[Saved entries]
↓↓↓

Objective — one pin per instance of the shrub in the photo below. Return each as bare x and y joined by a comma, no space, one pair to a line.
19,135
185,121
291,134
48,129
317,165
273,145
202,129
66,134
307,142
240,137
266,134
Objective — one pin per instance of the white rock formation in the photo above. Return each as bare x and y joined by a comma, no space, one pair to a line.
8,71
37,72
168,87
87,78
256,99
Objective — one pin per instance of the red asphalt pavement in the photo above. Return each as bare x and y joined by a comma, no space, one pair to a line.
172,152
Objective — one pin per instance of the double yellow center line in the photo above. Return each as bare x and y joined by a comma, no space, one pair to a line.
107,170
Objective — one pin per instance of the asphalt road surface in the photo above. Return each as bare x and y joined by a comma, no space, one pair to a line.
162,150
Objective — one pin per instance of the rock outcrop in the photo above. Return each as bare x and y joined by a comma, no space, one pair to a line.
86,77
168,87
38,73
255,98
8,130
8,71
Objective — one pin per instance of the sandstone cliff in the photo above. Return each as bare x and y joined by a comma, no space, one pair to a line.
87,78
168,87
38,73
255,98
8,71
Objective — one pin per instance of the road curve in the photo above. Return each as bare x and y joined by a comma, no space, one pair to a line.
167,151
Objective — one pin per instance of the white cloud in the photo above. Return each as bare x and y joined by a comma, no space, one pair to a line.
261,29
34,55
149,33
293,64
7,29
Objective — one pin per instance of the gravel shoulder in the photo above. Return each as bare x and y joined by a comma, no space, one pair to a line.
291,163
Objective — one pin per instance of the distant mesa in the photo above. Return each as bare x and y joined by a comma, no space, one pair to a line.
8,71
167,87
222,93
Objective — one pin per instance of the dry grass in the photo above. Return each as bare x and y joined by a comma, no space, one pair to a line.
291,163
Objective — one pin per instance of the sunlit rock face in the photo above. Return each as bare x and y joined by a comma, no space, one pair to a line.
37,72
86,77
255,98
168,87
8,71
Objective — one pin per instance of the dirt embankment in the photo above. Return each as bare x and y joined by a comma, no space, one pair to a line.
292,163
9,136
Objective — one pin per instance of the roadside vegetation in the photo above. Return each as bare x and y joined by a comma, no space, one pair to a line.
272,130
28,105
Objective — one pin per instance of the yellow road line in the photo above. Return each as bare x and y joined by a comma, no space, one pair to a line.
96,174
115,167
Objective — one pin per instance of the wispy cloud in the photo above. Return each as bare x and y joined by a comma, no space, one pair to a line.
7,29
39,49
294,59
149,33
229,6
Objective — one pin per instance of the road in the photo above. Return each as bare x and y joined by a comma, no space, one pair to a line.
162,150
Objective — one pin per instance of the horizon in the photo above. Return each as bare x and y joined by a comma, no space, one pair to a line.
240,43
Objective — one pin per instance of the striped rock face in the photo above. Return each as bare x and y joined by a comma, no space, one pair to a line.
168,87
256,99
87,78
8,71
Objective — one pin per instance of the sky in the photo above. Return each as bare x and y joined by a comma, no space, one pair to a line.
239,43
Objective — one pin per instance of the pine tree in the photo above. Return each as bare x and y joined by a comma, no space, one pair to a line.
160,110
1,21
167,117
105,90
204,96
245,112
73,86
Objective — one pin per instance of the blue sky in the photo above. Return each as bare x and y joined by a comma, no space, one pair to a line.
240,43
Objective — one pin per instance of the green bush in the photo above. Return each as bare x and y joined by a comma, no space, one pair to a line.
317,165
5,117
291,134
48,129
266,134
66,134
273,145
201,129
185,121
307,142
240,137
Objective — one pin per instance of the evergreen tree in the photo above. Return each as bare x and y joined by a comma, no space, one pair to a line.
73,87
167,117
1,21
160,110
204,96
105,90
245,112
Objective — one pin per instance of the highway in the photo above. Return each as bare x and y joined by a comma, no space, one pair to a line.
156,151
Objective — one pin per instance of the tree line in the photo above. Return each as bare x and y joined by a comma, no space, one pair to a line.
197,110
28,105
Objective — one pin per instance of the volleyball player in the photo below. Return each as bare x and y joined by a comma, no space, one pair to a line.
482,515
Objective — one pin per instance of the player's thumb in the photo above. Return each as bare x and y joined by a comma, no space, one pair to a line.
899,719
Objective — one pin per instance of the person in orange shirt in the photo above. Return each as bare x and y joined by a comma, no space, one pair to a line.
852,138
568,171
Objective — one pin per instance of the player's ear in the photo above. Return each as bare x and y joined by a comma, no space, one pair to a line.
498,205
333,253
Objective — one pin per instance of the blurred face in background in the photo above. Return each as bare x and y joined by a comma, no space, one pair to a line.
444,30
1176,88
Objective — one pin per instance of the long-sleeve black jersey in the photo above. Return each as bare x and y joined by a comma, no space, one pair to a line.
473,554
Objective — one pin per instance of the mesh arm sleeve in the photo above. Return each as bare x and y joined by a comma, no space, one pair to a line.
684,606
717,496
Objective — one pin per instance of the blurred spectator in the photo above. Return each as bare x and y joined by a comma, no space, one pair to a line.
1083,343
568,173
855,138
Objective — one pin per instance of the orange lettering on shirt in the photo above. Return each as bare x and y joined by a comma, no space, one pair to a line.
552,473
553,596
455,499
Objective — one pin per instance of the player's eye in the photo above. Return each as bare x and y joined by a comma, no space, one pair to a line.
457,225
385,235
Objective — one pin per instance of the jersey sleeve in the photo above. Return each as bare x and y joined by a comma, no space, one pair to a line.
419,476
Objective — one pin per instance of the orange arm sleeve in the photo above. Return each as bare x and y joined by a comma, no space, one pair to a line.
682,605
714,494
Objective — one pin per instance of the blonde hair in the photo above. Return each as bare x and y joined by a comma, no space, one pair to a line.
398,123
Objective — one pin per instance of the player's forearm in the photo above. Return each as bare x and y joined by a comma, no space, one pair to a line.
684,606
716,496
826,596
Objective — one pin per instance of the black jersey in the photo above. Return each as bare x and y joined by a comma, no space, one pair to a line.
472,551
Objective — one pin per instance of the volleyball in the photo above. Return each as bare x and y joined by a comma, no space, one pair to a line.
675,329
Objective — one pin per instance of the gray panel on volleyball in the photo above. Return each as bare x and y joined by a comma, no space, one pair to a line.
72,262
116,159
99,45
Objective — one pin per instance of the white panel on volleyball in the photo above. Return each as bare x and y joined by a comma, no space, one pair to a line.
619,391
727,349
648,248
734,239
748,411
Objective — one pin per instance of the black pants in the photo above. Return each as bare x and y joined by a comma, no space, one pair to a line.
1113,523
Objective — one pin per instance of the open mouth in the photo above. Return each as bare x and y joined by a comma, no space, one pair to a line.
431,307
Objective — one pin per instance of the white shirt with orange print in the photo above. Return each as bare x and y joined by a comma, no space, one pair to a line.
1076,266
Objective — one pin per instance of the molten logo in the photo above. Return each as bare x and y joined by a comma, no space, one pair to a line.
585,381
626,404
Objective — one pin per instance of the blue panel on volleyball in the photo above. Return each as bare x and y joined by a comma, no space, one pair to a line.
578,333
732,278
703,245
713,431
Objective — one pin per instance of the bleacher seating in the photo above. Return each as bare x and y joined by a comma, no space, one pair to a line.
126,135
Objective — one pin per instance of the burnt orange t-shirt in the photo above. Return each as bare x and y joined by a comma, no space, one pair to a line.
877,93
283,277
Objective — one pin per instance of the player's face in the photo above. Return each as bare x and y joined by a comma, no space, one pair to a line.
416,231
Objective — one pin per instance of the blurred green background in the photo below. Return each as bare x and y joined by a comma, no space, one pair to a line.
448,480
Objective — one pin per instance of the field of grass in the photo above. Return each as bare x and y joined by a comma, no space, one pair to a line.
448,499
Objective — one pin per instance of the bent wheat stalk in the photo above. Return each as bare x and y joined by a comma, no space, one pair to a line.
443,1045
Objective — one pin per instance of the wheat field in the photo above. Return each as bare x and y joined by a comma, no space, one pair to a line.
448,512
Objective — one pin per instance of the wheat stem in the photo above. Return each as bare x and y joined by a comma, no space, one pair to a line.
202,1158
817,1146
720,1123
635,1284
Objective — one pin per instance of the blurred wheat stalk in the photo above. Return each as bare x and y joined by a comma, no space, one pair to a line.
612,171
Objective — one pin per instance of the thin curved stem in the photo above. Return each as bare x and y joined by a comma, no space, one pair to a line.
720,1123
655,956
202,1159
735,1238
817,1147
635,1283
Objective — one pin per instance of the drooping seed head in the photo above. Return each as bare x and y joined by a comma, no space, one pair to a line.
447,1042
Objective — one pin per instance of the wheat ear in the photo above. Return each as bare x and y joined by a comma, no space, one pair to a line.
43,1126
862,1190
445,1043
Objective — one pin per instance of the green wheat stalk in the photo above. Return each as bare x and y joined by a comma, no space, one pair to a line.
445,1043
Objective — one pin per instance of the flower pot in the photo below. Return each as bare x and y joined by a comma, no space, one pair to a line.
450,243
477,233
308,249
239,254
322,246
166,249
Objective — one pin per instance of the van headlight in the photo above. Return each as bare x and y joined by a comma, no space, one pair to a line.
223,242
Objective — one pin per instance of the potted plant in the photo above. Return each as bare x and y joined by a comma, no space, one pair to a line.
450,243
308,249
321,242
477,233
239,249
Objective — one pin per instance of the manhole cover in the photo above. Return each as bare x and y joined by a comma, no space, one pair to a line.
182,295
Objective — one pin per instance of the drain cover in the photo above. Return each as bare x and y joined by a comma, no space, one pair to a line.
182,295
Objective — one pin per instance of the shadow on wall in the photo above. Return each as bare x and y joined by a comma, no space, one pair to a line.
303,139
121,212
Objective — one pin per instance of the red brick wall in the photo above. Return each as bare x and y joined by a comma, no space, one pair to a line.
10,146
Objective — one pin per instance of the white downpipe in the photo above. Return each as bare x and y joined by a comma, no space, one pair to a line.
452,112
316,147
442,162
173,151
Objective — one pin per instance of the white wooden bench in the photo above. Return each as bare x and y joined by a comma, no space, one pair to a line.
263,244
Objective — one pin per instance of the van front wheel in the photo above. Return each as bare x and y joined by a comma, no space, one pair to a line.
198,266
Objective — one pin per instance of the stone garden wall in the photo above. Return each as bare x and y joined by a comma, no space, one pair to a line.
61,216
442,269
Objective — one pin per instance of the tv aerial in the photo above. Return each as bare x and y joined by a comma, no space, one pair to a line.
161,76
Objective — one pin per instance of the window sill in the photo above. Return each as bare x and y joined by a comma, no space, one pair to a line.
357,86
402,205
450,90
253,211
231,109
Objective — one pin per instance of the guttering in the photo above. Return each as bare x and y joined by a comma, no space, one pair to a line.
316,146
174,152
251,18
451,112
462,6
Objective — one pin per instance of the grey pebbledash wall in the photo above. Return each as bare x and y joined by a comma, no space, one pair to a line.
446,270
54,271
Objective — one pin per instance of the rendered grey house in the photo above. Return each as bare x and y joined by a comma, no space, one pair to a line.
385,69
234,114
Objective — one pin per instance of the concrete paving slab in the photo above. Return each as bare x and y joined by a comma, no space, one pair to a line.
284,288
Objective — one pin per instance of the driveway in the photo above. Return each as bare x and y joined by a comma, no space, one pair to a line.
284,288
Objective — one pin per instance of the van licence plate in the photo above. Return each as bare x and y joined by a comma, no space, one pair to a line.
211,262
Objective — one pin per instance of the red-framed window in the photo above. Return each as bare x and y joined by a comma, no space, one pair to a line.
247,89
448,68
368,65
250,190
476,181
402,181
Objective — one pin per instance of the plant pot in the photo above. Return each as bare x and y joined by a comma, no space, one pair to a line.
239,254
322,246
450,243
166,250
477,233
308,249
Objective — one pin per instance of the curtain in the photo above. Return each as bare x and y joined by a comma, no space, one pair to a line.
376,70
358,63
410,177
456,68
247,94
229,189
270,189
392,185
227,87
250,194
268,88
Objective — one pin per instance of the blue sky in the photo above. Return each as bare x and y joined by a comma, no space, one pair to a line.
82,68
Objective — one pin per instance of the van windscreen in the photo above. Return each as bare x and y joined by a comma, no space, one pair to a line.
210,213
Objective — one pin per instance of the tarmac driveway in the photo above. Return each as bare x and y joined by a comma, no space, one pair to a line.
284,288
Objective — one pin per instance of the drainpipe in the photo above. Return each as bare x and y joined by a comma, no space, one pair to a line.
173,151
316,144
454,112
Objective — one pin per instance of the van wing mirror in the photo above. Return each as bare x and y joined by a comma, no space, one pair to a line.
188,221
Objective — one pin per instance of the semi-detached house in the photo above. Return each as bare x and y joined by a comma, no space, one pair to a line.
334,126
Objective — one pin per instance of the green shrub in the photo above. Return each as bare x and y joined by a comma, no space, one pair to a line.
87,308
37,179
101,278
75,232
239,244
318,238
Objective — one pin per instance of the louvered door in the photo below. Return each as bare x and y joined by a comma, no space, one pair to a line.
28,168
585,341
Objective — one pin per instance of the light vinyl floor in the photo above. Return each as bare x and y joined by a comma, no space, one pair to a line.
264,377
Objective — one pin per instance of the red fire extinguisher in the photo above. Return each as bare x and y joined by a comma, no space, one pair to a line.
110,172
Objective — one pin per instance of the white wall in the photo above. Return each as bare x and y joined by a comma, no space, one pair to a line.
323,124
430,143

↑↑↑

TASK STATEMENT: Only the lines from the one holding "Objective — one pin per instance of the van wing" through the final line of the entries, both included, should be given again, word for word.

RESULT FOR THIS TASK:
Objective — one pin per instance of the van wing mirror in the photo above. Return each as bare x and y joined by a comma, no space, one pair to a line.
188,221
Objective — one pin per instance of the semi-detached house in the photo above. Return each as bare x and y joined by a comma, no space, one pair to a line.
334,126
Objective — one pin per instance of the green shrub in the photo above. Return each as bare x and y joined by a comma, no space, one pair to a line.
87,308
37,179
101,278
75,232
239,244
318,238
Objective — one pin per instance of the louvered door in the photo below. Return each as bare x and y joined by a comma, no space, one pair to a line.
28,168
585,341
Objective — one pin per instance of the light vinyl floor in the photo above. Return each as bare x and y joined by a comma, no space, one pair to a line.
264,377
Objective — one pin per instance of the red fire extinguisher in the photo above. Return each as bare x and y joined by a comma, no space, one pair to a line.
110,172
Objective — one pin per instance of the white wall in the photo above. Return each as bare x and y joined by a comma, no space, one pair to a line.
323,124
430,143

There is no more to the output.